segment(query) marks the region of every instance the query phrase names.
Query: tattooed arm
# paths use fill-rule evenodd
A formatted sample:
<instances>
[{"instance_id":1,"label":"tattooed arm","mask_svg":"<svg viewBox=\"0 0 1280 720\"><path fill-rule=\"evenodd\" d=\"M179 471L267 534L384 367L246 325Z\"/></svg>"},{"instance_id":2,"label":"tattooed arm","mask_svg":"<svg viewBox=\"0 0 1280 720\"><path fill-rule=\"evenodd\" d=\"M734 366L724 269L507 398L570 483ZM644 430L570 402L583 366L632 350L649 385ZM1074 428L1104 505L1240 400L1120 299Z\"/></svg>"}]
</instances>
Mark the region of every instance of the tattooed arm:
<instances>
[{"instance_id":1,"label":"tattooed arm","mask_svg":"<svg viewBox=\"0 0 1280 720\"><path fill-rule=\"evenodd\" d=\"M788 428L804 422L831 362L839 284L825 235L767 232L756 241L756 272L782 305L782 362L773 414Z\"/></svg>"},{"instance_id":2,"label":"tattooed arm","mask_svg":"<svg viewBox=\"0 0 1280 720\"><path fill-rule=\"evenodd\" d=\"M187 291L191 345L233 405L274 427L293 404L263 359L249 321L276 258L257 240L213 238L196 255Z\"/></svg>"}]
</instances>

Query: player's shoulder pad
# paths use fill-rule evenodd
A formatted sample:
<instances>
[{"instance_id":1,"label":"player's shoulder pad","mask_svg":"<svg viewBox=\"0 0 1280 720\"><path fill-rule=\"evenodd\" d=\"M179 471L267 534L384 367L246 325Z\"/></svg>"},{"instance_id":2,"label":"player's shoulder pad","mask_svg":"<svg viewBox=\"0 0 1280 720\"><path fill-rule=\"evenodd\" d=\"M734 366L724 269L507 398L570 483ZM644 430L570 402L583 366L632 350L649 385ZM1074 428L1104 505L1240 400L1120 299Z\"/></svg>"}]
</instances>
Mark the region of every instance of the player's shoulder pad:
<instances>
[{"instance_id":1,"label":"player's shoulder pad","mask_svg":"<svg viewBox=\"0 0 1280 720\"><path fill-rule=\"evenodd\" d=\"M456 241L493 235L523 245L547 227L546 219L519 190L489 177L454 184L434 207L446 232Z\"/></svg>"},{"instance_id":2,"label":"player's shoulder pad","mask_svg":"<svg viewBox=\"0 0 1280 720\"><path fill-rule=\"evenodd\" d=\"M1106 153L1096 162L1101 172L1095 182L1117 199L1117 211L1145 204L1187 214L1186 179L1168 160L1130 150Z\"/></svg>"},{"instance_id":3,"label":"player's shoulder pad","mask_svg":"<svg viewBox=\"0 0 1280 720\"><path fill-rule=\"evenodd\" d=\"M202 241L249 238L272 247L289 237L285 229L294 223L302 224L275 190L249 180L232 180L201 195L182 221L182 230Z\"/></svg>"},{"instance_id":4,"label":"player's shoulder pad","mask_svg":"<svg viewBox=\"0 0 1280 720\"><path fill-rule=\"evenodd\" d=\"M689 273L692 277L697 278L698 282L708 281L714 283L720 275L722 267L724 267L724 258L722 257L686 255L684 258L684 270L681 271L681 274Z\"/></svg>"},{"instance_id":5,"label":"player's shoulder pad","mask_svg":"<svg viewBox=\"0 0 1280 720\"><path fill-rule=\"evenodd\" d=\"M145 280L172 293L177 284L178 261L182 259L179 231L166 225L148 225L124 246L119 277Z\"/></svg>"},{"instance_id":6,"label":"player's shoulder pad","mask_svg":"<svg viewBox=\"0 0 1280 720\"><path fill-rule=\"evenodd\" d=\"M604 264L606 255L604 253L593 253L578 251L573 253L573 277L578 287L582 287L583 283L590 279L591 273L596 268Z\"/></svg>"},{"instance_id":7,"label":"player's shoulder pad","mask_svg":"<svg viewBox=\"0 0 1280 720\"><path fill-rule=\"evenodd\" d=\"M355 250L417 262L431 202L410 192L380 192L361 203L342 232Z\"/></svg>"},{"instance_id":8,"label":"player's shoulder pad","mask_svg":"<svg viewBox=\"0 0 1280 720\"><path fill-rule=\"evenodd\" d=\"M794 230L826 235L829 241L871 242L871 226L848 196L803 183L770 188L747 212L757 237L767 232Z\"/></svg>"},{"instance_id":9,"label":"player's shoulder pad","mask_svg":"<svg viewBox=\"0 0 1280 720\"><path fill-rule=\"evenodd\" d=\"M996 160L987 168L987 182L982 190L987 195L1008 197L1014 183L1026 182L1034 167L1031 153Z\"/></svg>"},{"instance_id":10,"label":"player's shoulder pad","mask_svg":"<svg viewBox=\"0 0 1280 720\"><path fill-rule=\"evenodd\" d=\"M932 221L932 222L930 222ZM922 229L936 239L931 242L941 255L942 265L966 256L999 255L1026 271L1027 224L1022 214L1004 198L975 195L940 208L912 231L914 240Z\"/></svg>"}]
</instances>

-- -- --

**ACTIVITY**
Every record shown above should be given back exactly.

**EXERCISE RESULT**
segment(query) marks the region of every instance the query phrase names.
Query: tattooed arm
# paths use fill-rule evenodd
A formatted sample:
<instances>
[{"instance_id":1,"label":"tattooed arm","mask_svg":"<svg viewBox=\"0 0 1280 720\"><path fill-rule=\"evenodd\" d=\"M179 471L267 534L384 367L246 325Z\"/></svg>"},{"instance_id":2,"label":"tattooed arm","mask_svg":"<svg viewBox=\"0 0 1280 720\"><path fill-rule=\"evenodd\" d=\"M734 366L724 269L507 398L570 483ZM644 430L570 402L583 366L632 350L649 385ZM1074 428L1104 505L1240 400L1120 299Z\"/></svg>"}]
</instances>
Mark the region of every instance of the tattooed arm:
<instances>
[{"instance_id":1,"label":"tattooed arm","mask_svg":"<svg viewBox=\"0 0 1280 720\"><path fill-rule=\"evenodd\" d=\"M788 428L804 422L831 362L839 284L825 235L767 232L756 241L756 272L782 305L782 362L773 414Z\"/></svg>"},{"instance_id":2,"label":"tattooed arm","mask_svg":"<svg viewBox=\"0 0 1280 720\"><path fill-rule=\"evenodd\" d=\"M187 291L191 345L233 405L274 427L293 404L263 359L249 321L276 258L257 240L213 238L196 255Z\"/></svg>"}]
</instances>

Query: player's shoulder pad
# paths use fill-rule evenodd
A formatted sample:
<instances>
[{"instance_id":1,"label":"player's shoulder pad","mask_svg":"<svg viewBox=\"0 0 1280 720\"><path fill-rule=\"evenodd\" d=\"M179 471L267 534L384 367L246 325Z\"/></svg>"},{"instance_id":2,"label":"player's shoulder pad","mask_svg":"<svg viewBox=\"0 0 1280 720\"><path fill-rule=\"evenodd\" d=\"M734 366L724 269L507 398L570 483ZM644 430L570 402L583 366L632 350L649 385ZM1074 428L1104 505L1240 400L1120 299Z\"/></svg>"}]
</instances>
Mark the region of every instance of the player's shoulder pad:
<instances>
[{"instance_id":1,"label":"player's shoulder pad","mask_svg":"<svg viewBox=\"0 0 1280 720\"><path fill-rule=\"evenodd\" d=\"M456 241L493 235L523 245L547 227L546 219L519 190L489 177L454 184L434 207L446 232Z\"/></svg>"},{"instance_id":2,"label":"player's shoulder pad","mask_svg":"<svg viewBox=\"0 0 1280 720\"><path fill-rule=\"evenodd\" d=\"M1106 153L1096 162L1101 172L1095 182L1117 199L1117 211L1145 204L1187 214L1186 179L1168 160L1130 150Z\"/></svg>"},{"instance_id":3,"label":"player's shoulder pad","mask_svg":"<svg viewBox=\"0 0 1280 720\"><path fill-rule=\"evenodd\" d=\"M202 241L249 238L272 247L289 237L285 229L294 223L302 224L275 190L249 180L232 180L201 195L182 221L182 230Z\"/></svg>"},{"instance_id":4,"label":"player's shoulder pad","mask_svg":"<svg viewBox=\"0 0 1280 720\"><path fill-rule=\"evenodd\" d=\"M689 273L692 277L697 278L698 282L708 281L714 283L720 275L722 267L724 267L724 258L722 257L686 255L684 258L684 270L681 271L681 274Z\"/></svg>"},{"instance_id":5,"label":"player's shoulder pad","mask_svg":"<svg viewBox=\"0 0 1280 720\"><path fill-rule=\"evenodd\" d=\"M145 280L172 293L177 284L178 261L182 259L179 231L166 225L148 225L124 246L119 277Z\"/></svg>"},{"instance_id":6,"label":"player's shoulder pad","mask_svg":"<svg viewBox=\"0 0 1280 720\"><path fill-rule=\"evenodd\" d=\"M604 264L606 255L604 253L593 253L578 251L573 253L573 277L578 287L582 287L583 283L590 279L591 273L596 268Z\"/></svg>"},{"instance_id":7,"label":"player's shoulder pad","mask_svg":"<svg viewBox=\"0 0 1280 720\"><path fill-rule=\"evenodd\" d=\"M355 250L417 262L431 202L410 192L380 192L361 203L342 232Z\"/></svg>"},{"instance_id":8,"label":"player's shoulder pad","mask_svg":"<svg viewBox=\"0 0 1280 720\"><path fill-rule=\"evenodd\" d=\"M794 230L826 235L829 241L871 242L871 226L848 196L803 183L770 188L747 212L757 237L767 232Z\"/></svg>"},{"instance_id":9,"label":"player's shoulder pad","mask_svg":"<svg viewBox=\"0 0 1280 720\"><path fill-rule=\"evenodd\" d=\"M996 160L987 168L987 182L982 190L987 195L1008 197L1014 183L1026 182L1034 167L1031 153Z\"/></svg>"},{"instance_id":10,"label":"player's shoulder pad","mask_svg":"<svg viewBox=\"0 0 1280 720\"><path fill-rule=\"evenodd\" d=\"M932 221L932 222L930 222ZM922 229L936 239L931 242L941 255L942 265L966 256L999 255L1026 271L1027 224L1022 214L1004 198L975 195L940 208L912 231L914 240Z\"/></svg>"}]
</instances>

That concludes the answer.